▶ **Problem to work on**: Please copy each line from the entries that contains the string "provide".

[Saved entries]
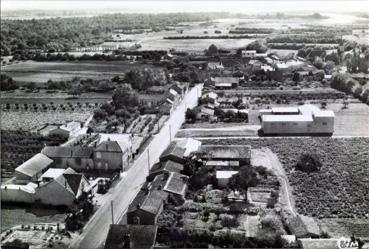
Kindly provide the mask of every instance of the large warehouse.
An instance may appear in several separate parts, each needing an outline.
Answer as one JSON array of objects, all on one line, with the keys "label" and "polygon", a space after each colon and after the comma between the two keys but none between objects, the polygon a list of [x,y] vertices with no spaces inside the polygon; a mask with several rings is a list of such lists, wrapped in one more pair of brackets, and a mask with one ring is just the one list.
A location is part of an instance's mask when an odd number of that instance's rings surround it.
[{"label": "large warehouse", "polygon": [[260,110],[260,117],[265,135],[332,135],[334,132],[334,112],[313,105]]}]

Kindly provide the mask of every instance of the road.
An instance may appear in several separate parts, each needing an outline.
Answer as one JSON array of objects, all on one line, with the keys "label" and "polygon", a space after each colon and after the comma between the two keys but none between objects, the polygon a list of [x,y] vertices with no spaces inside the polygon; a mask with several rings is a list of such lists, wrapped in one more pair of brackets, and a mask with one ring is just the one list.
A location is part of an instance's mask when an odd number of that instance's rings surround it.
[{"label": "road", "polygon": [[154,136],[151,143],[128,170],[127,175],[112,190],[110,198],[96,211],[85,225],[82,234],[71,243],[69,248],[100,249],[103,247],[109,225],[112,223],[111,201],[113,201],[114,222],[119,223],[129,204],[146,181],[149,167],[159,160],[160,154],[166,149],[181,127],[185,120],[186,108],[197,105],[201,91],[202,85],[197,85],[186,94],[181,103],[171,113],[161,131]]},{"label": "road", "polygon": [[[222,136],[222,137],[197,137],[193,136],[191,138],[197,140],[221,140],[221,139],[298,139],[298,138],[317,138],[318,136],[285,136],[285,137],[259,137],[259,136]],[[326,138],[369,138],[369,136],[331,136]],[[184,137],[176,137],[175,140],[186,139]]]}]

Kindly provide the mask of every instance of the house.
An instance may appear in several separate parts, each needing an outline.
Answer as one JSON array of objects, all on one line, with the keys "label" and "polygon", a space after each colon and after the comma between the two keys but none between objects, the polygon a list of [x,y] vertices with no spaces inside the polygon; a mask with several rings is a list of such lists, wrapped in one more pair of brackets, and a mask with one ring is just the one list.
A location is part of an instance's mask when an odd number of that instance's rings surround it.
[{"label": "house", "polygon": [[240,79],[238,77],[214,77],[211,78],[216,89],[230,89],[239,85]]},{"label": "house", "polygon": [[150,170],[150,174],[147,177],[147,181],[152,181],[157,175],[163,174],[164,172],[176,172],[181,173],[183,170],[183,164],[173,162],[171,160],[165,162],[159,162],[154,164],[154,166]]},{"label": "house", "polygon": [[200,111],[196,114],[196,119],[209,120],[214,116],[214,106],[211,104],[206,104],[201,106]]},{"label": "house", "polygon": [[220,160],[208,160],[205,162],[205,166],[215,170],[238,170],[240,163],[238,161],[220,161]]},{"label": "house", "polygon": [[142,189],[127,211],[127,223],[133,225],[156,225],[158,216],[163,211],[168,193],[162,190]]},{"label": "house", "polygon": [[217,101],[217,98],[218,98],[218,94],[215,92],[208,92],[201,96],[201,99],[208,99],[210,103],[212,104],[215,104],[215,102]]},{"label": "house", "polygon": [[51,167],[53,160],[38,153],[15,169],[17,183],[35,182]]},{"label": "house", "polygon": [[49,135],[62,135],[62,136],[77,136],[80,130],[83,128],[83,123],[80,122],[69,122],[61,125],[56,129],[50,130]]},{"label": "house", "polygon": [[177,142],[172,142],[160,156],[160,162],[171,160],[180,164],[184,164],[186,149],[178,146]]},{"label": "house", "polygon": [[216,171],[216,179],[218,187],[226,188],[229,180],[232,178],[233,175],[237,174],[238,171],[233,170],[217,170]]},{"label": "house", "polygon": [[77,171],[88,171],[94,168],[91,147],[46,146],[41,153],[53,159],[53,167],[72,168]]},{"label": "house", "polygon": [[241,57],[242,58],[255,58],[256,50],[242,50]]},{"label": "house", "polygon": [[306,59],[313,61],[315,59],[315,57],[320,57],[324,60],[326,55],[325,50],[321,49],[321,48],[314,48],[310,51],[310,53],[306,56]]},{"label": "house", "polygon": [[200,152],[204,160],[208,161],[237,161],[239,166],[250,165],[250,145],[202,145]]},{"label": "house", "polygon": [[111,224],[104,249],[152,249],[157,229],[156,225]]},{"label": "house", "polygon": [[[265,112],[269,112],[268,114]],[[334,112],[313,105],[260,110],[261,128],[266,135],[311,135],[334,132]]]},{"label": "house", "polygon": [[35,202],[52,206],[70,206],[89,188],[89,182],[73,169],[48,169],[35,189]]},{"label": "house", "polygon": [[287,221],[287,226],[297,238],[318,238],[320,236],[320,228],[312,217],[303,215],[291,217]]},{"label": "house", "polygon": [[208,66],[207,68],[209,70],[223,70],[224,66],[222,64],[222,62],[208,62]]},{"label": "house", "polygon": [[122,171],[131,158],[131,147],[123,141],[100,139],[93,154],[95,169],[106,171]]},{"label": "house", "polygon": [[177,145],[185,149],[184,156],[188,157],[192,152],[198,151],[201,147],[201,141],[193,138],[185,138],[177,141]]},{"label": "house", "polygon": [[177,203],[183,203],[185,201],[187,182],[188,176],[171,172],[166,184],[163,187],[163,191],[176,198]]}]

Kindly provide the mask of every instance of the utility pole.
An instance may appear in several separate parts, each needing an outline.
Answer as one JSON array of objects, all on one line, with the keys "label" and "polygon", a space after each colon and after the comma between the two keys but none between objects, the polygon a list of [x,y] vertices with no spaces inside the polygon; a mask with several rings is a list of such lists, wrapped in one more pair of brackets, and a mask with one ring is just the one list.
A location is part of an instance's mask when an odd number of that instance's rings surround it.
[{"label": "utility pole", "polygon": [[150,174],[150,148],[147,148],[147,174]]},{"label": "utility pole", "polygon": [[169,141],[172,142],[172,126],[169,125]]},{"label": "utility pole", "polygon": [[110,210],[111,210],[111,224],[114,224],[113,200],[111,200],[110,202]]}]

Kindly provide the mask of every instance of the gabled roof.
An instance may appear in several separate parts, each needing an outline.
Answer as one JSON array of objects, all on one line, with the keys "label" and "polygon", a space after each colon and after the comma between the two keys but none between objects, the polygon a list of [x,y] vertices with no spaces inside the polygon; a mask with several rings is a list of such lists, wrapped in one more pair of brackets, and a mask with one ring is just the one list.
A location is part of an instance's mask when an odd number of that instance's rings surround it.
[{"label": "gabled roof", "polygon": [[238,83],[240,81],[237,77],[214,77],[212,80],[215,84],[219,83]]},{"label": "gabled roof", "polygon": [[41,179],[42,178],[58,178],[59,176],[61,176],[64,173],[65,169],[48,169],[45,173],[43,173],[41,175]]},{"label": "gabled roof", "polygon": [[82,174],[78,174],[78,173],[64,173],[63,174],[66,182],[68,183],[69,187],[71,188],[71,190],[73,191],[73,193],[75,195],[78,194],[78,189],[79,186],[81,185],[81,181],[83,178]]},{"label": "gabled roof", "polygon": [[37,173],[46,169],[52,162],[52,159],[48,158],[44,154],[38,153],[18,166],[15,171],[33,177]]},{"label": "gabled roof", "polygon": [[299,239],[303,249],[339,249],[338,239]]},{"label": "gabled roof", "polygon": [[205,152],[211,160],[251,157],[250,145],[202,145],[200,151]]},{"label": "gabled roof", "polygon": [[117,141],[103,141],[95,149],[102,152],[123,152]]},{"label": "gabled roof", "polygon": [[177,145],[186,150],[184,156],[189,156],[192,152],[199,150],[201,142],[193,138],[185,138],[177,141]]},{"label": "gabled roof", "polygon": [[140,209],[158,215],[163,201],[166,200],[167,197],[168,195],[162,190],[152,190],[142,202]]},{"label": "gabled roof", "polygon": [[65,158],[72,156],[71,148],[62,146],[46,146],[42,149],[41,153],[51,158]]},{"label": "gabled roof", "polygon": [[325,51],[323,49],[320,48],[314,48],[313,50],[310,51],[310,53],[307,55],[307,58],[315,58],[316,56],[318,57],[322,57],[324,56]]},{"label": "gabled roof", "polygon": [[94,149],[91,147],[71,147],[72,148],[72,157],[83,157],[90,158],[94,153]]},{"label": "gabled roof", "polygon": [[172,142],[163,152],[163,154],[161,154],[160,158],[169,156],[169,155],[173,155],[179,158],[183,158],[184,154],[185,154],[186,150],[179,147],[177,145],[176,142]]},{"label": "gabled roof", "polygon": [[[152,248],[156,241],[156,225],[110,225],[104,249]],[[130,245],[125,245],[125,238],[129,236]]]}]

▶ **Task answer**:
Kindly provide the mask of every instance of the large warehouse.
Kindly provide the mask of every instance of the road.
Kindly provide the mask of every instance of the house.
Kindly provide the mask of every instance of the utility pole.
Kindly provide the mask of every instance of the gabled roof.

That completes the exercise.